=== TEXTE ===
Mais le «français» génère aussi des difficultés particulières ; dans certaines classes, elles vont s’ajouter à ce je ne sais quoi qui fait que ça passe mal, que la classe et l’enseignant se crispent, chacun renvoyant l’autre à ses insuffisances.
Autour de la lecture, souvent. «Trop longs, trop difficiles, les textes que vous donnez à lire. Je n’y comprends rien. Non, je n’ai pas trouvé la réponse à la question. Non, je n’ai pas lu les quinze pages demandées, je me suis arrêté à la deuxième, je ne savais plus qui était qui. Trop de personnages. Et d’ailleurs, j’ai oublié mon livre.»
Autour de l’écriture. «Je n’ai pas d’idées, c’est pas de ma faute. On n’est pas des écrivains. Se mettre à la place d’un personnage, mais je ne sais pas, moi. Vous nous donnez des choses trop dures. Ma mère n’a pas compris le sujet non plus.»
Autour du travail sur la langue. «Pourquoi vous nous faites pas copier des leçons ? L’an passé, c’était pas comme ça, on avait des interros de conjugaison, c’était bien». Et ce qui n’est qu’expression ponctuelle de quelques élèves comme alibi à une absence de travail intellectuel peut verser dans le mécontentement généralisé et perturber largement les séquences didactiques si rigoureuses préparées, les progressions prévues et les dispositifs ingénieux.
En fait, il est probable que le français cristallise bien des difficultés, si l’on veut bien lui donner tout son rôle et ne pas se contenter de la facilité des exercices mécaniques en renonçant aux exigences.
Par exemple, la lecture, c’est comme se lancer à vélo : on a beau encourager, tenir la selle, blaguer, montrer l’exemple du copain tout content de savoir faire, il y a un moment où c’est à chacun de se lancer, seul avec sa tête et son corps, avec ses ressources et celles du matériau qui lui est donné. Un texte, c’est une rivière à traverser.
Et certains élèves, au moment de se lancer, reculent, veulent contourner, cherchent des stratégies pour échapper à cette «peur d’apprendre» trop mal connue des enseignants. S’ils sont quelques-uns dans une classe et sont bien écoutés par d’autres, la situation devient difficile.
=== DONNÉES FOURNIES ===
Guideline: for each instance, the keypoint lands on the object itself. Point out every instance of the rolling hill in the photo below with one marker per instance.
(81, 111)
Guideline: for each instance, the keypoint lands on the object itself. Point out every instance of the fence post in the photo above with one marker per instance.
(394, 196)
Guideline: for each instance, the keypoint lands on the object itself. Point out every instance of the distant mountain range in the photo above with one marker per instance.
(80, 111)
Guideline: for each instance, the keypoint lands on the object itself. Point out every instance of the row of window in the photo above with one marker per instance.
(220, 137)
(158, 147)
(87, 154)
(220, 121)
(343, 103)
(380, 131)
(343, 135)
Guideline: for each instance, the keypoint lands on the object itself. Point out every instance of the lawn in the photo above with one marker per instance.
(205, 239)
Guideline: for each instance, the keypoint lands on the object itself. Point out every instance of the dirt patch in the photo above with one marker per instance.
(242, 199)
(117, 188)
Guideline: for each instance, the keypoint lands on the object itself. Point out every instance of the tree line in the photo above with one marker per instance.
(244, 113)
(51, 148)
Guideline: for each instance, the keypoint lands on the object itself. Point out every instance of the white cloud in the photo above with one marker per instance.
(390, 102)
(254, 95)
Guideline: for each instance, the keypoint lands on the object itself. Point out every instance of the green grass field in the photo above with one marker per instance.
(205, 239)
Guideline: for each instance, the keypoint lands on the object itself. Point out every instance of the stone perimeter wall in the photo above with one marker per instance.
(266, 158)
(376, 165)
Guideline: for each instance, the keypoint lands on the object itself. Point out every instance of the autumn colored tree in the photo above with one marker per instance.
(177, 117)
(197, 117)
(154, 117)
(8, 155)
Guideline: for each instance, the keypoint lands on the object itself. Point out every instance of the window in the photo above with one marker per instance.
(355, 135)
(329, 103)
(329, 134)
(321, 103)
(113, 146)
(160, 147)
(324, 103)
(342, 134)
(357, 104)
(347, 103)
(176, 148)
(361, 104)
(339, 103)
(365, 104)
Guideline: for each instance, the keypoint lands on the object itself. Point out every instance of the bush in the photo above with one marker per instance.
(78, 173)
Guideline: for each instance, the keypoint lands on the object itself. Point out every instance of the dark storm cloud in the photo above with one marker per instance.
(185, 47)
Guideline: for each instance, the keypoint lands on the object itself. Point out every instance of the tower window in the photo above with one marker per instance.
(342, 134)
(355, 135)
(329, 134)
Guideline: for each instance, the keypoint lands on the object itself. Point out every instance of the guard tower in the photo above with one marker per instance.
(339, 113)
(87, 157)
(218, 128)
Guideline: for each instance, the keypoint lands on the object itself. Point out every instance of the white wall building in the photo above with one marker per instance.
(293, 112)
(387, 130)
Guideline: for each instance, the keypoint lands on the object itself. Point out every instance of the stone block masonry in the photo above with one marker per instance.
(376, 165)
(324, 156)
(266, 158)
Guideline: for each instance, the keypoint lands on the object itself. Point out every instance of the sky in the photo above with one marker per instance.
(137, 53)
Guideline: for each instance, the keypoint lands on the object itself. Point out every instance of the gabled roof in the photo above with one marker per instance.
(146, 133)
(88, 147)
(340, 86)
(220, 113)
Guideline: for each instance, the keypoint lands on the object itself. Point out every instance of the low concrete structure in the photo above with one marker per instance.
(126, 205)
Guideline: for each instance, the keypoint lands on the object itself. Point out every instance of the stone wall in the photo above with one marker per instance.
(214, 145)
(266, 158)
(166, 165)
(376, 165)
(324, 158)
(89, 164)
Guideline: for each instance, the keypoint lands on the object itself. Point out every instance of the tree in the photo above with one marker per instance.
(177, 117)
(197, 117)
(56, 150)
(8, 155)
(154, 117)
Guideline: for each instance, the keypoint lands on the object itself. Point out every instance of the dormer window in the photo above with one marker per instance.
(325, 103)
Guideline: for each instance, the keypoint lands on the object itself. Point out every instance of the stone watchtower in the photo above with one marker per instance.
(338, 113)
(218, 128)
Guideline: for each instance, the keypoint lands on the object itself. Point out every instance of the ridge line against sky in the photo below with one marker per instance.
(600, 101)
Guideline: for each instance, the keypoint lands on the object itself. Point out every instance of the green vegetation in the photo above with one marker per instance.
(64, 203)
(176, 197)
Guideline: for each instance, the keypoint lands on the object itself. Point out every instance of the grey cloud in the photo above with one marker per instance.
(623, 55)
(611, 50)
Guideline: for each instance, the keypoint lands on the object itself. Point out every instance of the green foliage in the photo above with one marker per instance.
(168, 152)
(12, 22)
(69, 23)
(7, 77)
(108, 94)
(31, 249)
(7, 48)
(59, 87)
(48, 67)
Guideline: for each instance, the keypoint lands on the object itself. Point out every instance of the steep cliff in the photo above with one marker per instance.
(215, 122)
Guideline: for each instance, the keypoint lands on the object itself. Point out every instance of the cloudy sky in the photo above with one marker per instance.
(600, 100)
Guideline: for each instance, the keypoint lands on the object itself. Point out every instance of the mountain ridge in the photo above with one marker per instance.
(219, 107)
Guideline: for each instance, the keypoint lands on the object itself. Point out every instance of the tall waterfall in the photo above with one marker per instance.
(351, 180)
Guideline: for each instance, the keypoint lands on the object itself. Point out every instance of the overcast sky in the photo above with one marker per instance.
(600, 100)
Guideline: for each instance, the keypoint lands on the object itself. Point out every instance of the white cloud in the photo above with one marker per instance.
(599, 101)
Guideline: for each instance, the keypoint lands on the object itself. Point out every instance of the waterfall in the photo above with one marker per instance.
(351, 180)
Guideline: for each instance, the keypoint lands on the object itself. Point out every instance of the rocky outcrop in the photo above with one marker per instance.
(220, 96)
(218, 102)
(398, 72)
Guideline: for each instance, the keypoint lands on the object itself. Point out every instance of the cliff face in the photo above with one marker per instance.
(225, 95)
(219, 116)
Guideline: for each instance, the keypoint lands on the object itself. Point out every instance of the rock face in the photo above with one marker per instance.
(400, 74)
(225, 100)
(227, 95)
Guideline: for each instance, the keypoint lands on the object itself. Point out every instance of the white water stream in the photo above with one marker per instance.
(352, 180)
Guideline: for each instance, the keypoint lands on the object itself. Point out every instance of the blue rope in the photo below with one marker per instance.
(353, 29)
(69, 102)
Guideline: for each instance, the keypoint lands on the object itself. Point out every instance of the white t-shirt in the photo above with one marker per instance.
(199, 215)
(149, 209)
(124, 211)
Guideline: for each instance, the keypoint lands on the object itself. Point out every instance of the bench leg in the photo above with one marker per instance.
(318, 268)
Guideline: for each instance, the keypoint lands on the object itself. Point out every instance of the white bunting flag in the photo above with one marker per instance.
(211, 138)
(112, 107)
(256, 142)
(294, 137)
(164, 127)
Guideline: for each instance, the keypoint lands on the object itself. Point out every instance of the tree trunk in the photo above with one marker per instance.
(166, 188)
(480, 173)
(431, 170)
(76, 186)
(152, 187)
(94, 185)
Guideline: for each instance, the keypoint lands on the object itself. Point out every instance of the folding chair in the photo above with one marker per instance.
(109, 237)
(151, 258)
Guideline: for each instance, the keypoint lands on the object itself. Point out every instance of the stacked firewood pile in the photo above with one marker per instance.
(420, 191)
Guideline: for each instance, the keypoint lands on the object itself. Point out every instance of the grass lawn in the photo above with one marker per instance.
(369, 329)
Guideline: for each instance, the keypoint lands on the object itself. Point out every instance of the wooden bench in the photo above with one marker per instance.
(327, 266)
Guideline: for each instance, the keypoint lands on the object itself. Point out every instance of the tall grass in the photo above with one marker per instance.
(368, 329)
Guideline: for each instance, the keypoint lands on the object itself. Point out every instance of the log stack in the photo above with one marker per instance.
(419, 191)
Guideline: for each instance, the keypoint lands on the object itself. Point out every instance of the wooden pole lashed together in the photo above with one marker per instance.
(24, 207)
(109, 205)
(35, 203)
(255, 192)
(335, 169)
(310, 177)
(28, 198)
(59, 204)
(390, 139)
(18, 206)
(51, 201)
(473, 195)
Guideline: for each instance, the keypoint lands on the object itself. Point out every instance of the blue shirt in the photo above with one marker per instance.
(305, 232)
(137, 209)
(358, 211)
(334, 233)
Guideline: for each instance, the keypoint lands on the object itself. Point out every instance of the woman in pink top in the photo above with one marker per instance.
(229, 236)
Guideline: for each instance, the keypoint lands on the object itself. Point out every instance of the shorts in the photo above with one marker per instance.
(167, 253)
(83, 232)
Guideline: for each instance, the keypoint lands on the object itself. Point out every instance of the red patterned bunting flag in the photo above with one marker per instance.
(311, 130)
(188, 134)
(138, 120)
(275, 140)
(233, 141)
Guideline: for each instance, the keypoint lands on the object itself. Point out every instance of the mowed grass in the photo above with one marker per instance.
===
▸ **CONSIGNE ÉCRITE 1**: Réécrivez le passage du texte sur l'enseignement du français allant de "En fait, il" jusqu'à "situation devient difficile." inclus, en remplaçant "vélo" par "bicyclette".
▸ **CONSIGNE ÉCRITE 2**:
Répondez à ces questions sur le texte consacré à l'enseignement du français.
(a) Sur les quinze pages demandées, à laquelle l'élève s'est-il arrêté ?
(b) Quel genre d'interrogations les élèves avaient-ils l'an passé ?
(c) À quoi un texte est-il comparé ?
▸ **CONSIGNE ÉCRITE 3**: Poursuivez le texte sur l'enseignement du français à partir de sa dernière phrase.

▸ **RÉPONSE ÉCRITE 1**:
En fait, il est probable que le français cristallise bien des difficultés, si l’on veut bien lui donner tout son rôle et ne pas se contenter de la facilité des exercices mécaniques en renonçant aux exigences.
Par exemple, la lecture, c’est comme se lancer à bicyclette : on a beau encourager, tenir la selle, blaguer, montrer l’exemple du copain tout content de savoir faire, il y a un moment où c’est à chacun de se lancer, seul avec sa tête et son corps, avec ses ressources et celles du matériau qui lui est donné. Un texte, c’est une rivière à traverser.
Et certains élèves, au moment de se lancer, reculent, veulent contourner, cherchent des stratégies pour échapper à cette «peur d’apprendre» trop mal connue des enseignants. S’ils sont quelques-uns dans une classe et sont bien écoutés par d’autres, la situation devient difficile.

▸ **RÉPONSE ÉCRITE 2**:
(a) À la deuxième.
(b) Des interros de conjugaison.
(c) À une rivière à traverser.

▸ **RÉPONSE ÉCRITE 3**:
En écriture, on débloque bien des crispations en pratiquant les réécritures successives, mais l’argument peut se retourner : «quoi, j’ai écrit deux pages et il faut que je retravaille encore ça ?»
La solution serait-elle dans le projet qui donne du sens et fédère les apprentissages ? Sur le fond, plutôt oui, mais ce n’est pas si simple. Dans telle quatrième, avec seulement un tout petit nombre d’élèves motivés et dynamiques et quelques perturbateurs entrainant facilement les autres, on renonce au projet de petite brochure de poèmes écrits par eux-mêmes, qui à priori les intéressait, mais ce n’est pas un abandon complet, car on affiche quand même un florilège de textes écrits péniblement à partir de structures communes, en veillant bien à valoriser les productions (souvent collectives) d’élèves parfois très agités, mais fiers de voir «leur» texte sur le panneau au fond de la classe.
Dans une autre classe, c’est un embryon de travail d’équipe, y compris pour évaluer ensemble au fil des semaines le «comportement» qui permet de mener à bien un ambitieux travail de théâtre et d’écriture, mais où on combine les sanctions (jusqu’à retirer certains élèves des aspects publics du projet) et la nécessaire motivation qui conduit à de belles réussites.
Bref, si on veut tenir l’objectif de l’exigence intellectuelle, du projet au long cours, de l’apprentissage de l’autonomie, tout en se battant pour que chaque élève, d’où qu’il parte, se (re)mette à apprendre, il faut être conscient qu’on va parfois vers des conflits. Et ne pas renoncer, inventer des stratégies, sans garantie de résultats visibles, surtout dans le court terme.